Problem description - Reproduce the whole of the records exactly, and make sure no picture is carried into the result.

BEGIN Entries provided

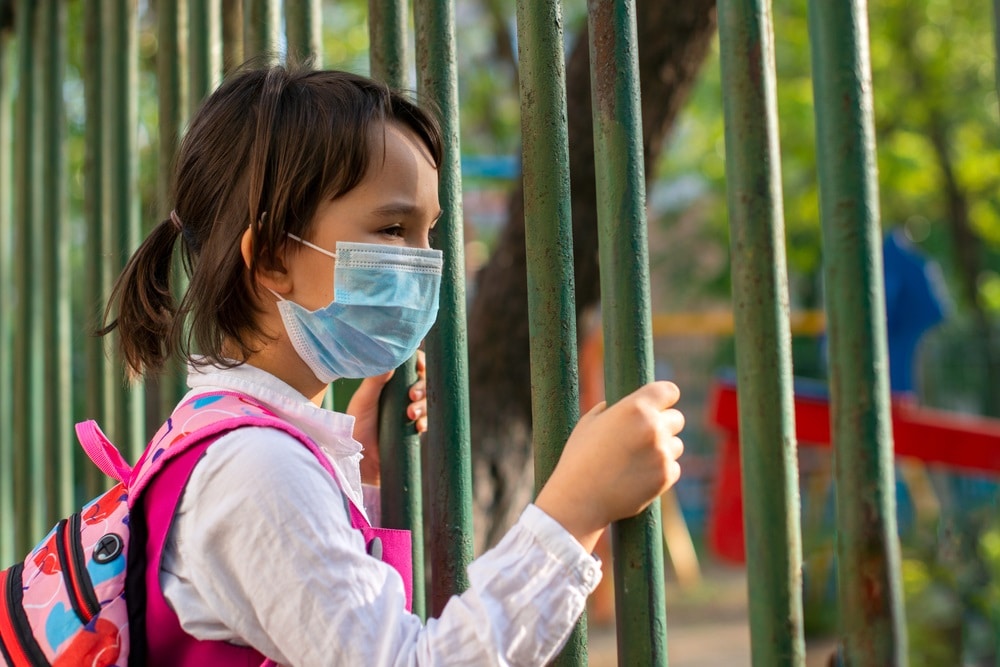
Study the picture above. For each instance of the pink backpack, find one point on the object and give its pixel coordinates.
(88, 594)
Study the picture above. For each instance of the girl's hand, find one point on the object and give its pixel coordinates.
(364, 408)
(616, 462)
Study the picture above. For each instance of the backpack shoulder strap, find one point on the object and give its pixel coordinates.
(203, 419)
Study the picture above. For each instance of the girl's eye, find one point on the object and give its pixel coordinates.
(396, 231)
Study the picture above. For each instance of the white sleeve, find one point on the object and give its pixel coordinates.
(261, 552)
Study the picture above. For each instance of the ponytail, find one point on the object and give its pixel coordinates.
(141, 297)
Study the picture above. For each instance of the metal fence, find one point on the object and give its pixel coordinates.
(57, 266)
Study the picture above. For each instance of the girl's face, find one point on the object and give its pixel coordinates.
(396, 203)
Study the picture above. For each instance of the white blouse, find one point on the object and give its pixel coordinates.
(262, 553)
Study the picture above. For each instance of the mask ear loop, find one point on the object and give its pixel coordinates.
(312, 245)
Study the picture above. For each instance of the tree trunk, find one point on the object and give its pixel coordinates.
(674, 39)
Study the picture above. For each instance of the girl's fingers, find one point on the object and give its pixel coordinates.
(418, 390)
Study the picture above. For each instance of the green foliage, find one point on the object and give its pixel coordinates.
(932, 63)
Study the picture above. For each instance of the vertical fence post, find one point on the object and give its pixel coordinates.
(232, 34)
(870, 587)
(57, 406)
(261, 21)
(763, 346)
(399, 444)
(304, 27)
(204, 50)
(387, 39)
(450, 462)
(624, 256)
(549, 249)
(93, 292)
(172, 82)
(30, 522)
(7, 516)
(123, 406)
(93, 281)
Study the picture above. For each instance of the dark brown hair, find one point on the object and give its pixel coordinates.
(264, 151)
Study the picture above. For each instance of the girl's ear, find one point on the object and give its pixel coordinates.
(272, 276)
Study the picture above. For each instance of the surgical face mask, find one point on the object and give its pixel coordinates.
(385, 301)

END Entries provided

Answer for the task -
Study the picture above. For each instance of the pink backpack, find one point on the object and give its pixel coordinates.
(88, 594)
Study the picture above. For each instance of the girl's hand, find one point on the object and give its pixel coordinates.
(364, 408)
(616, 462)
Study the picture above. For each instance of the backpack shoulder strap, find one point on the object and give its pixel coordinates.
(203, 419)
Study the picture above. For each instance of the girl's eye, find one point on the object and give its pixel coordinates.
(396, 231)
Study the picture above. For each instance of the white sleeve, find one point on the object and give its pixel coordinates.
(261, 552)
Study the picture above. For each instance of the ponytail, find one point on the object and give its pixel coordinates.
(141, 297)
Study the picture above. For each instance of the metal fence, find one point on the object and give its pixel coordinates.
(57, 266)
Study the picture above. For each instance of the girl's face, find one point on the object and give its pixel coordinates.
(396, 203)
Study the picture above. For each instance of the white blouse, find one point on the object and give its pixel coordinates.
(262, 553)
Study the picture above. For each instance of the mask ear loop, find one point on the object and give its pixel coordinates.
(312, 245)
Study the picture above. For each instance of the tree trunk, find one point on the object and give its pixel coordinates.
(674, 39)
Study the picture above. For each instance of the girl's fingers, find one point on the object and give its pixel coordinates.
(418, 390)
Study the picture above. For each instance of the green foliage, find one point on the object and give its pixel coordinates.
(932, 63)
Study the picture above. For each instance of the vertical fence post, find one point on the object and give its pixel coordinates.
(232, 34)
(870, 587)
(57, 406)
(261, 21)
(763, 346)
(399, 444)
(304, 27)
(204, 50)
(387, 39)
(450, 462)
(624, 256)
(549, 249)
(93, 292)
(172, 82)
(30, 522)
(7, 516)
(123, 406)
(93, 281)
Study the picture above. For each instance of the dark brown hair, find one point on the object and give its pixel coordinates.
(264, 151)
Study the picture above. For each instance of the girl's ear, find one point on the object and give its pixel coordinates.
(272, 276)
Study the picture above. For each instance of the surgical face mask, find one point on the object and give its pixel coordinates.
(385, 301)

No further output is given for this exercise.